State how many lines in the material hold the string "below"; nothing besides that number is expected.
Segment Start: Exercise inputs
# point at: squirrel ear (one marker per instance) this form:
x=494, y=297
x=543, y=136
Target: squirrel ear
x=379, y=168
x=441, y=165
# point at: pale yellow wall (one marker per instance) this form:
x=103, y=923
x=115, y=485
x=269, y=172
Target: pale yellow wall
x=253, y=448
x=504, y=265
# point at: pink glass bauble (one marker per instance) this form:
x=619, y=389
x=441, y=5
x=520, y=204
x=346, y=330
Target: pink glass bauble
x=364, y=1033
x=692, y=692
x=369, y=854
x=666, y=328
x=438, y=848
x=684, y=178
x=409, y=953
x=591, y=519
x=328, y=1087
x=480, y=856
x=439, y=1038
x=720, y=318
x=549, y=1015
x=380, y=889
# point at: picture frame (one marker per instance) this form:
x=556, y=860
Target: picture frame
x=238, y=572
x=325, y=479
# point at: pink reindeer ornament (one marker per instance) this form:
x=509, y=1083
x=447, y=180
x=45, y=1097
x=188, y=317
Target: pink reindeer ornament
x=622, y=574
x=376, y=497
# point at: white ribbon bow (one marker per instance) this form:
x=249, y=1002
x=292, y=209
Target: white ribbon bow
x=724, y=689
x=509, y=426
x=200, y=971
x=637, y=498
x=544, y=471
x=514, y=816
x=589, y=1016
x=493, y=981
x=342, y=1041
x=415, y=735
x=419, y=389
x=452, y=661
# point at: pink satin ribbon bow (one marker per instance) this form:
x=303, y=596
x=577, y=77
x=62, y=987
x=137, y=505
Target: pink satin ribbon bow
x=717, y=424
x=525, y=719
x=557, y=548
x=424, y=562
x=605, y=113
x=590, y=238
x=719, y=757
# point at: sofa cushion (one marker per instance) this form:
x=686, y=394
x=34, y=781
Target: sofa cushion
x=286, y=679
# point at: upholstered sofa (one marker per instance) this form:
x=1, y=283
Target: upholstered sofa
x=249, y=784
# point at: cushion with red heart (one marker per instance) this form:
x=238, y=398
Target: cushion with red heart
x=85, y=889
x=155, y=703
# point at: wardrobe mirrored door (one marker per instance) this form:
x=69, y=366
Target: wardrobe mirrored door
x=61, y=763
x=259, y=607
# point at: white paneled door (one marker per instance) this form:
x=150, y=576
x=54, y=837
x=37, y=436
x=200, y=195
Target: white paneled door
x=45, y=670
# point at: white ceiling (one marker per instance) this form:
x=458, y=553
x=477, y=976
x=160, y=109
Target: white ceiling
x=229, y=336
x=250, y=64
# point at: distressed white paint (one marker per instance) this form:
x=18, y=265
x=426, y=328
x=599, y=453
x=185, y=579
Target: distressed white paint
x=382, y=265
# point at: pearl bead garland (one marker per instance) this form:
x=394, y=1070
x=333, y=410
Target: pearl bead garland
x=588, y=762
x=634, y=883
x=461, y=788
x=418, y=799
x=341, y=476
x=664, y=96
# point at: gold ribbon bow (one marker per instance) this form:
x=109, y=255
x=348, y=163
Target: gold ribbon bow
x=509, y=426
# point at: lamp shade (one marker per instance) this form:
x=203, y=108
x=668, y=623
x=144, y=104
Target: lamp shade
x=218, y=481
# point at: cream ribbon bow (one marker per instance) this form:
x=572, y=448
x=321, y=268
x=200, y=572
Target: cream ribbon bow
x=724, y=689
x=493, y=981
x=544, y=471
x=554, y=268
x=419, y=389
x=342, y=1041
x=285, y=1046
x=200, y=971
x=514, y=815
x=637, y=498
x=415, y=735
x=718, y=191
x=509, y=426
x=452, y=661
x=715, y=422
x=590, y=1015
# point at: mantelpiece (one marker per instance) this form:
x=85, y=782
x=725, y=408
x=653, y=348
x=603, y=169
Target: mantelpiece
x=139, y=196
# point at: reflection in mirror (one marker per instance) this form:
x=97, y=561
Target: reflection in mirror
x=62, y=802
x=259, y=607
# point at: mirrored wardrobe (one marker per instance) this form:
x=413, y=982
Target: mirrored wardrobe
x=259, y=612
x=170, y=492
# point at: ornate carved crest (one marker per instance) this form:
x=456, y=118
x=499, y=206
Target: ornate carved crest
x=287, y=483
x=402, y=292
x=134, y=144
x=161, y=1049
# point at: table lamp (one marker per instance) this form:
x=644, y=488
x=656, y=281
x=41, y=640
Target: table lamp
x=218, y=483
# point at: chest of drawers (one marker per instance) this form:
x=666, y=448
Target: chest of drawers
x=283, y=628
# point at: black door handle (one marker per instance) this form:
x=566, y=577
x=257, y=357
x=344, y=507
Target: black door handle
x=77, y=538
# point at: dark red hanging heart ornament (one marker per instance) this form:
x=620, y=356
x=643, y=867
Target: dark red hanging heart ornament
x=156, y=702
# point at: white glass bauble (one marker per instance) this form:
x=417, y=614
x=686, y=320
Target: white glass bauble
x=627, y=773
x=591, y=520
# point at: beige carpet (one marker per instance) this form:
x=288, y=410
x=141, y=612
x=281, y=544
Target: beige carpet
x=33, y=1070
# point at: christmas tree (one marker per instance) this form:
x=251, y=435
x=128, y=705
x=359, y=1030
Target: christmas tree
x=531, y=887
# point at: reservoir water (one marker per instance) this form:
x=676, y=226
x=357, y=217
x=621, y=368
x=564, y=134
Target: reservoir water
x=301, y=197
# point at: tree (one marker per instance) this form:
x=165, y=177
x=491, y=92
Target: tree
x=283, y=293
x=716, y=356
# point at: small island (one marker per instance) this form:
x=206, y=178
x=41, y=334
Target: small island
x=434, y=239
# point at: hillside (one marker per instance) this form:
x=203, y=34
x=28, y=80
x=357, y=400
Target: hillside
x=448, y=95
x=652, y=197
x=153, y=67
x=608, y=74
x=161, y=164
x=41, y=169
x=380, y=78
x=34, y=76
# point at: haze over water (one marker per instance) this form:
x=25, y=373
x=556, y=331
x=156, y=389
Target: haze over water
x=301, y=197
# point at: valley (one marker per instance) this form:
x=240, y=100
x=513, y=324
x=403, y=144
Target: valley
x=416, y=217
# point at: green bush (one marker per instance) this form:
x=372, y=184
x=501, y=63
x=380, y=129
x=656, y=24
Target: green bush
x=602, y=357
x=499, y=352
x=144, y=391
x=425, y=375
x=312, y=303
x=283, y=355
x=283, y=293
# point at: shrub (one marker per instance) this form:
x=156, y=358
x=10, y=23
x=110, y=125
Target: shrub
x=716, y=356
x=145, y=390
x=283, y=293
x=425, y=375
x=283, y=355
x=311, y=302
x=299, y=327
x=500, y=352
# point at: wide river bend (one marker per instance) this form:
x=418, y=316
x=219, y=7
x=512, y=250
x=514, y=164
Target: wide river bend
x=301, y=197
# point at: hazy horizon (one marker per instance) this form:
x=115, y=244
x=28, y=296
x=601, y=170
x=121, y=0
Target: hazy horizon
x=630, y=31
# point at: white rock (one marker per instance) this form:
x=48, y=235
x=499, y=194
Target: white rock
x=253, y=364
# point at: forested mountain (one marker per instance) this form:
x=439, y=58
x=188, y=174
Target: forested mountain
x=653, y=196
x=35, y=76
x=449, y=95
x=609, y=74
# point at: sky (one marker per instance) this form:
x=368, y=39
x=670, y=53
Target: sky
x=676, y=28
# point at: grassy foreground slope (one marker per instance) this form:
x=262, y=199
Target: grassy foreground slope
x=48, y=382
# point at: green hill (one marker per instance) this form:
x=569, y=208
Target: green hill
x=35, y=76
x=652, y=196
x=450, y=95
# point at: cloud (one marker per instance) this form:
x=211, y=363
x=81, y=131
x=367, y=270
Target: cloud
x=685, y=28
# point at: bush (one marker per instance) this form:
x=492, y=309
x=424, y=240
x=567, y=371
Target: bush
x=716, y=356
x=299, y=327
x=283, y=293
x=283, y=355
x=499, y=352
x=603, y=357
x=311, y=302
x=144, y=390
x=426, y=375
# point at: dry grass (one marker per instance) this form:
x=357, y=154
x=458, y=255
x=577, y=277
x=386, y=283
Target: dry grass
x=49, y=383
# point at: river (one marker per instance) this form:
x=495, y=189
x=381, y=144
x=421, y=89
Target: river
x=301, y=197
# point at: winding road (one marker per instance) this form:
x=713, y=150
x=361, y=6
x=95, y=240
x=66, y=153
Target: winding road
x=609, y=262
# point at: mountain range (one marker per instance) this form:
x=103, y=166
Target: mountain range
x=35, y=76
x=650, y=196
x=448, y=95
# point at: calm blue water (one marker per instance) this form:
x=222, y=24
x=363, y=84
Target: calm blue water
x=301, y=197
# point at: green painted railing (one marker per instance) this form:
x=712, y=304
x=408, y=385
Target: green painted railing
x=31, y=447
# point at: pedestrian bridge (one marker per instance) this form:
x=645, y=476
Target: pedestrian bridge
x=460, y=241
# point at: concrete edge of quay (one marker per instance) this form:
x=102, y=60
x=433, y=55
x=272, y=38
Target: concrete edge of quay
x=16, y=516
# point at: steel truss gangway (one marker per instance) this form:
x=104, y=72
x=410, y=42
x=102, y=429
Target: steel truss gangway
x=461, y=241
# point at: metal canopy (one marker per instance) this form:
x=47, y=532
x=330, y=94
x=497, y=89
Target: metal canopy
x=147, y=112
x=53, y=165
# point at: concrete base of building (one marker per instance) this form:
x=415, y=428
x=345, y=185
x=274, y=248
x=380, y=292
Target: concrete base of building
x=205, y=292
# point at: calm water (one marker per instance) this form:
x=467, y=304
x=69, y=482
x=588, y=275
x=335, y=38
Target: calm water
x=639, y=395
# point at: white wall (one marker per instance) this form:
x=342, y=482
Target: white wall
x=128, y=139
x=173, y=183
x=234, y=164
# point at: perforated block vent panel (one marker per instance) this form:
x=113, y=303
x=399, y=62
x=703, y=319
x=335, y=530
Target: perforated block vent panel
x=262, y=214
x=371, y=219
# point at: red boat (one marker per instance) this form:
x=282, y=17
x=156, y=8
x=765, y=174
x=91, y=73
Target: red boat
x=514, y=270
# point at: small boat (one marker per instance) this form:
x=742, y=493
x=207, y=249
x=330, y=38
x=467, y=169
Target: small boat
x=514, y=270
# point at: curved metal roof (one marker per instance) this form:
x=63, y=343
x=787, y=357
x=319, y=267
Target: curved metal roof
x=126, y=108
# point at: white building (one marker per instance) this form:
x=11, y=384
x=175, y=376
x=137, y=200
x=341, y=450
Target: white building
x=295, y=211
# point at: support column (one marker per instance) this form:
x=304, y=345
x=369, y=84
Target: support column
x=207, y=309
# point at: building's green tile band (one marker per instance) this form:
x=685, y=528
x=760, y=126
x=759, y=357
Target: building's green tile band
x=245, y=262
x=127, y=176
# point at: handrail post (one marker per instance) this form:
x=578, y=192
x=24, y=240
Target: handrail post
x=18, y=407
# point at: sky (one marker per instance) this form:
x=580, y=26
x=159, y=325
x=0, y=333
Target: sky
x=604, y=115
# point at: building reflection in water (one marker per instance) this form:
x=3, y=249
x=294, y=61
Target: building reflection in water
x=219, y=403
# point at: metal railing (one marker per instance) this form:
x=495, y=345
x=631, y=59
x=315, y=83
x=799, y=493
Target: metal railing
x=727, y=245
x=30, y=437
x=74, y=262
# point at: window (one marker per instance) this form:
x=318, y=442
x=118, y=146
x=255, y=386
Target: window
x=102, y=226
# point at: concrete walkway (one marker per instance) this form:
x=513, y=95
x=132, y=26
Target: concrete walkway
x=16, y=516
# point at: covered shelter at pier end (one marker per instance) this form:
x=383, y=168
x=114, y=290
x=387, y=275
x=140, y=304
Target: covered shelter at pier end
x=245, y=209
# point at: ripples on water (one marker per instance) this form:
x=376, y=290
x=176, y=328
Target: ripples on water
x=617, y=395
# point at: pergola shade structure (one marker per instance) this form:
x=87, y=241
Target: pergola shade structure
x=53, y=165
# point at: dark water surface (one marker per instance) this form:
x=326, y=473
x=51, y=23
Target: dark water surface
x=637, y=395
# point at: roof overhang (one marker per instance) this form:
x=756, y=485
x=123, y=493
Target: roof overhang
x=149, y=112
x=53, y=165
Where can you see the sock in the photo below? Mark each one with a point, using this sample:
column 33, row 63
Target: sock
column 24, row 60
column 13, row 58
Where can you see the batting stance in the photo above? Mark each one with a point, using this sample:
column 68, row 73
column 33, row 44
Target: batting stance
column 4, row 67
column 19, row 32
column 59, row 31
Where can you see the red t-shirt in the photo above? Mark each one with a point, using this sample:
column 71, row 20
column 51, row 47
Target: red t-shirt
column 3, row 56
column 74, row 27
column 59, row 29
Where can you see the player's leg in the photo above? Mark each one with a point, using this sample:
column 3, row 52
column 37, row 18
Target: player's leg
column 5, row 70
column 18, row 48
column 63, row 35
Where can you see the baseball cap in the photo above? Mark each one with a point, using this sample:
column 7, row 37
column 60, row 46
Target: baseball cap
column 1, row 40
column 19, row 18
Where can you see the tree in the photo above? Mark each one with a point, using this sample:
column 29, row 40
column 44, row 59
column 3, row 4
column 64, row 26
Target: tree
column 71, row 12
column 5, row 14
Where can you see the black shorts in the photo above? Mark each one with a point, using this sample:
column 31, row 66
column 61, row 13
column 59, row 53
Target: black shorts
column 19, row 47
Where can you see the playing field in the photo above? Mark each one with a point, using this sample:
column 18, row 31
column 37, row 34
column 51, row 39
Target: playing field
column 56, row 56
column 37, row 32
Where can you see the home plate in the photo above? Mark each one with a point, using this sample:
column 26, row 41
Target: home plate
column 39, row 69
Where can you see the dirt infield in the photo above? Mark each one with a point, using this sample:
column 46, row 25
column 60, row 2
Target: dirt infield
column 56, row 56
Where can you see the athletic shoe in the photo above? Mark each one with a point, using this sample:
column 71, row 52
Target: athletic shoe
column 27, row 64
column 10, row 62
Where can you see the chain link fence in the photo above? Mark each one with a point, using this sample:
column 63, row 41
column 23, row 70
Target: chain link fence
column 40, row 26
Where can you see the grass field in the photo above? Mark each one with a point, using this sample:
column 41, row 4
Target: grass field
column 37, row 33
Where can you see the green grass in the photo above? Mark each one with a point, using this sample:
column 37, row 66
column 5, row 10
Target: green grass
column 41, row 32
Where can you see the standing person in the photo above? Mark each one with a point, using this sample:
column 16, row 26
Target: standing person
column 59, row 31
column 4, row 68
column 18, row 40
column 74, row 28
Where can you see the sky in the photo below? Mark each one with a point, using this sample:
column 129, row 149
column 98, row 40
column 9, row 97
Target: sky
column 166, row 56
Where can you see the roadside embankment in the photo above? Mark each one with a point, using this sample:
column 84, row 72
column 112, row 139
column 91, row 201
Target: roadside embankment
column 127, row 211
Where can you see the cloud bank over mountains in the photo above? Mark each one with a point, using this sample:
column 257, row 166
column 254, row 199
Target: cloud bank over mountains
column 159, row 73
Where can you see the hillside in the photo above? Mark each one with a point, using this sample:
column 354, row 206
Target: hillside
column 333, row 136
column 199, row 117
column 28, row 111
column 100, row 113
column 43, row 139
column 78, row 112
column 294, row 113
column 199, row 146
Segment End: Exercise inputs
§ Your response
2